Do You Put Your Database Static Data into Source-Control? How

Do you use source control for your database items?

Must read Get your database under version control. Check the series of posts by K. Scott Allen.

When it comes to version control, the database is often a second or even third-class citizen. From what I've seen, teams that would never think of writing code without version control in a million years-- and rightly so-- can somehow be completely oblivious to the need for version control around the critical databases their applications rely on. I don't know how you can call yourself a software engineer and maintain a straight face when your database isn't under exactly the same rigorous level of source control as the rest of your code. Don't let this happen to you. Get your database under version control.

How should you build your database from source control?

Here are some some answers to your questions:

  1. Should both test and production environments be built from source control? YES
    • Should both be built using automation - or should production by built by copying objects from a stable, finalized test environment?
    • Automation for both. Do NOT copy data between the environments
    • How do you deal with potential differences between test and production environments in deployment scripts?
    • Use templates, so that actually you would produce different set of scripts for each environment (ex. references to external systems, linked databases, etc)
    • How do you test that the deployment scripts will work as effectively against production as they do in test?
    • You test them on pre-production environment: test deployment on exact copy of production environment (database and potentially other systems)
  2. What types of objects should be version controlled?

    • Just code (procedures, packages, triggers, java, etc)?
    • Indexes?
    • Constraints?
    • Table Definitions?
    • Table Change Scripts? (eg. ALTER scripts)
    • Everything?
    • Everything, and:
      • Do not forget static data (lookup lists etc), so you do not need to copy ANY data between environments
      • Keep only current version of the database scripts (version controlled, of course), and
      • Store ALTER scripts: 1 BIG script (or directory of scripts named liked 001_AlterXXX.sql, so that running them in natural sort order will upgrade from version A to B)
  3. Which types of objects shouldn't be version controlled?

    • Sequences?
    • Grants?
    • User Accounts?
    • see 2. If your users/roles (or technical user names) are different between environments, you can still script them using templates (see 1.)
  4. How should database objects be organized in your SCM repository?

    • How do you deal with one-time things like conversion scripts or ALTER scripts?
    • see 2.
    • How do you deal with retiring objects from the database?
    • deleted from DB, removed from source control trunk/tip
    • Who should be responsible for promoting objects from development to test level?
    • dev/test/release schedule
    • How do you coordinate changes from multiple developers?
    • try NOT to create a separate database for each developer. you use source-control, right? in this case developers change the database and check-in the scripts. to be completely safe, re-create the database from the scripts during nightly build
    • How do you deal with branching for database objects used by multiple systems?

*LISTED RECORDS*.
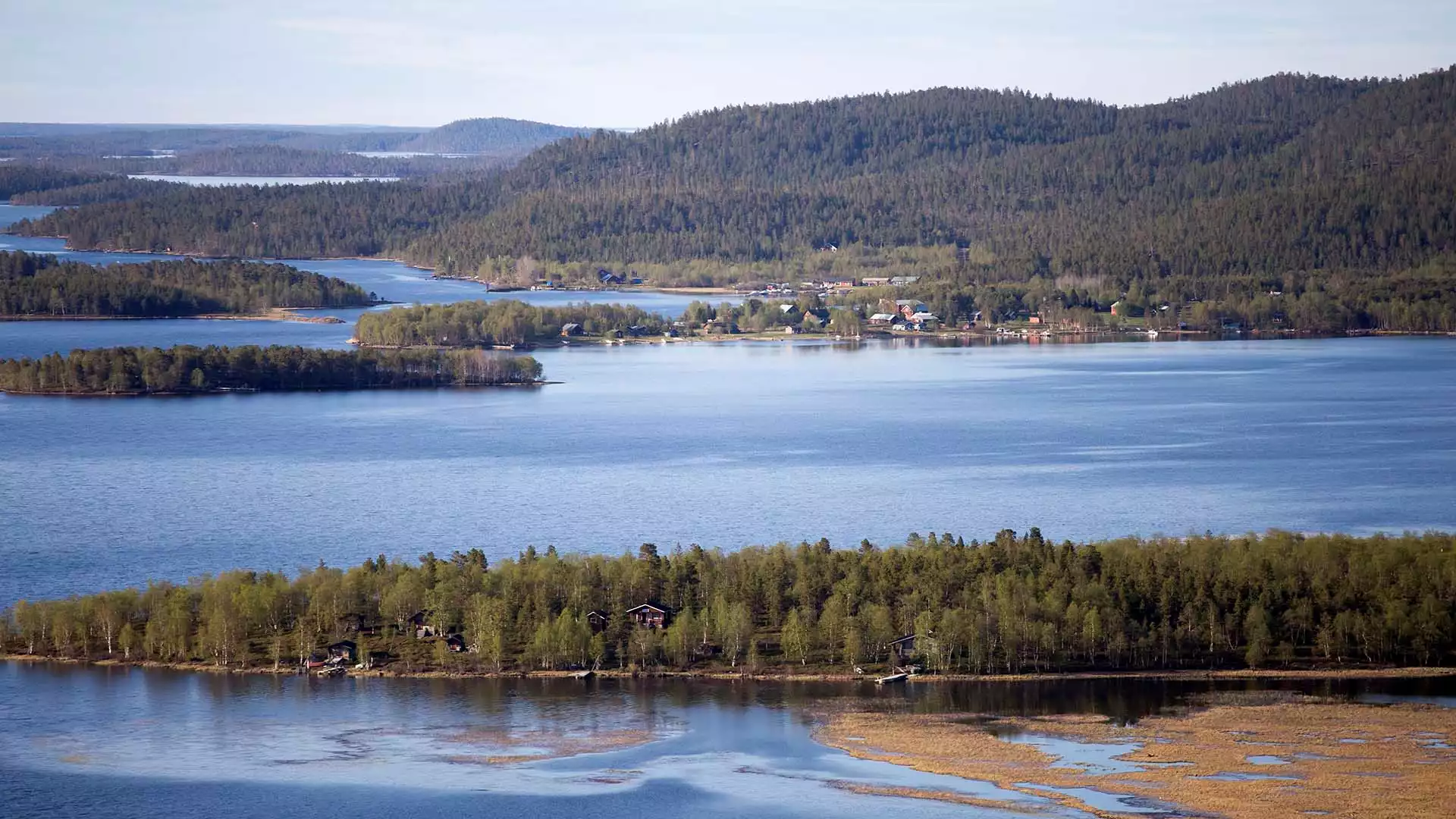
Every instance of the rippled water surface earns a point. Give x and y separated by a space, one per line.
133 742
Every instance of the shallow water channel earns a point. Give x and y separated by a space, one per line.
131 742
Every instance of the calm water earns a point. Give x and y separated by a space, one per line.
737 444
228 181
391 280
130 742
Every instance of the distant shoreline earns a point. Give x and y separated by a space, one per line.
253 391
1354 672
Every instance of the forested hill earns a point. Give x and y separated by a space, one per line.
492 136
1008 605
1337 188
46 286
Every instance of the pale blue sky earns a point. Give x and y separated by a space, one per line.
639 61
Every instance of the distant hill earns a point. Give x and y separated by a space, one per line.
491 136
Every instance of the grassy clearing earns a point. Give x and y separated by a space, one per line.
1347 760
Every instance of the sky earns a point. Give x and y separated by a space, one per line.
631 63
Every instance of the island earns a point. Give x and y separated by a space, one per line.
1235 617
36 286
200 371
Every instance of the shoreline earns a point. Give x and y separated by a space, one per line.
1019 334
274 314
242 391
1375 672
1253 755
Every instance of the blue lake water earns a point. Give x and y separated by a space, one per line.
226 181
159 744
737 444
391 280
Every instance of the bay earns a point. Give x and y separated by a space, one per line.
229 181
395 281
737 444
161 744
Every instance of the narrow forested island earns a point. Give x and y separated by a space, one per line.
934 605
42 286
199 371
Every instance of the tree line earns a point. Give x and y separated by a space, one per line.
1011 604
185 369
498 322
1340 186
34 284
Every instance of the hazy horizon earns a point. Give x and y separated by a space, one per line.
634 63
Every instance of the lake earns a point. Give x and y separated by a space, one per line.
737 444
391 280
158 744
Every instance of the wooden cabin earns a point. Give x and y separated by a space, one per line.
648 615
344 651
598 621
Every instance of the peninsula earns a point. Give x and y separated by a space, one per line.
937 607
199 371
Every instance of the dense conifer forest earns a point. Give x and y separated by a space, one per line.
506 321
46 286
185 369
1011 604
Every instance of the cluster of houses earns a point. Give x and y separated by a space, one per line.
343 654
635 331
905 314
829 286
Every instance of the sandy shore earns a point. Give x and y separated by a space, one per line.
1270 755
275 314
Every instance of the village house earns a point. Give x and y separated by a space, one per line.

*REQUIRED TASK 1*. Reproduce the passage of the database version control thread starting with "Do you use source" and going on through "database from source control?".
*REQUIRED TASK 2*. Write what follows the final line of the database version control thread, continuing from where it stops.

*RESPONSE 1*.
Do you use source control for your database items?

Must read Get your database under version control. Check the series of posts by K. Scott Allen.

When it comes to version control, the database is often a second or even third-class citizen. From what I've seen, teams that would never think of writing code without version control in a million years-- and rightly so-- can somehow be completely oblivious to the need for version control around the critical databases their applications rely on. I don't know how you can call yourself a software engineer and maintain a straight face when your database isn't under exactly the same rigorous level of source control as the rest of your code. Don't let this happen to you. Get your database under version control.

How should you build your database from source control?

*RESPONSE 2*.
    • tough one: try to avoid at all costs.
  5. What exceptions, if any, can be reasonable made to this process?

    • Security issues?
    • do not store passwords for test/prod. you may allow it for dev, especially if you have automated daily/nightly DB rebuilds
    • Data with de-identification concerns?
    • Scripts that can't be fully automated?
    • document and store with the release info/ALTER script
  6. How can you make the process resilient and enforceable?

    • To developer error?
    • tested with daily build from scratch, and compare the results to the incremental upgrade (from version A to B using ALTER). compare both resulting schema and static data
    • To unexpected environmental issues?
    • use version control and backups
    • compare the PROD database schema to what you think it is, especially before deployment. SuperDuperCool DBA may have fixed a bug that was never in your ticket system :)
    • For disaster recovery?
  7. How do you convince decision makers that the benefits of DB-SCM truly justify the cost?

    • Anecdotal evidence?
    • Industry research?
    • Industry best-practice recommendations?
    • Appeals to recognized authorities?
    • Cost/Benefit analysis?
    • if developers and DBAs agree, you do not need to convince anyone, I think (Unless you need money to buy a software like a dbGhost for MSSQL)
  8. Who should "own" database objects in this model?

    • Developers?
    • DBAs?
    • Data Analysts?
    • More than one?
    • Usually DBAs approve the model (before check-in or after as part of code review). They definitely own performance related objects. But in general the team own it [and employer, of course :)]

How do you store static data in your SQL Server Database Project in VS 2012

You can use this approach:

  • Put your reference data into XML files, one per table
  • Add XML files with reference data to your database project
  • Use a Post-Deployment script to extract the data from XML and merge it into your tables

Here is a more detailed description of each step, illustrated with an example. Let's say that you need to initialize a table of countries that has this structure:

create table Country (
CountryId uniqueidentifier NOT NULL,
CountryCode varchar(2) NOT NULL,
CountryName varchar(254) NOT NULL
)

Create a new folder called ReferenceData under your database project. It should be a sibling folder of the Schema Objects and Scripts.

Add a new XML file called Country.xml to the ReferenceData folder. Populate the file as follows:

<countries>
<country CountryCode="CA" CountryName="Canada"/>
<country CountryCode="MX" CountryName="Mexico"/>
<country CountryCode="US" CountryName="United States of America"/>
</countries>

Find Script.PostDeployment.sql, and add the following code to it:

DECLARE @h_Country int

DECLARE @xmlCountry xml = N'
:r ..\..\ReferenceData\Country.xml
'

EXEC sp_xml_preparedocument @h_Country OUTPUT, @xmlCountry

MERGE Country AS target USING (
SELECT c.CountryCode, c.CountryName
FROM OPENXML(@h_Country, '/countries/country', 1)
WITH (CountryCode varchar(2), CountryName varchar(254)) as c) AS source (CountryCode, CountryName)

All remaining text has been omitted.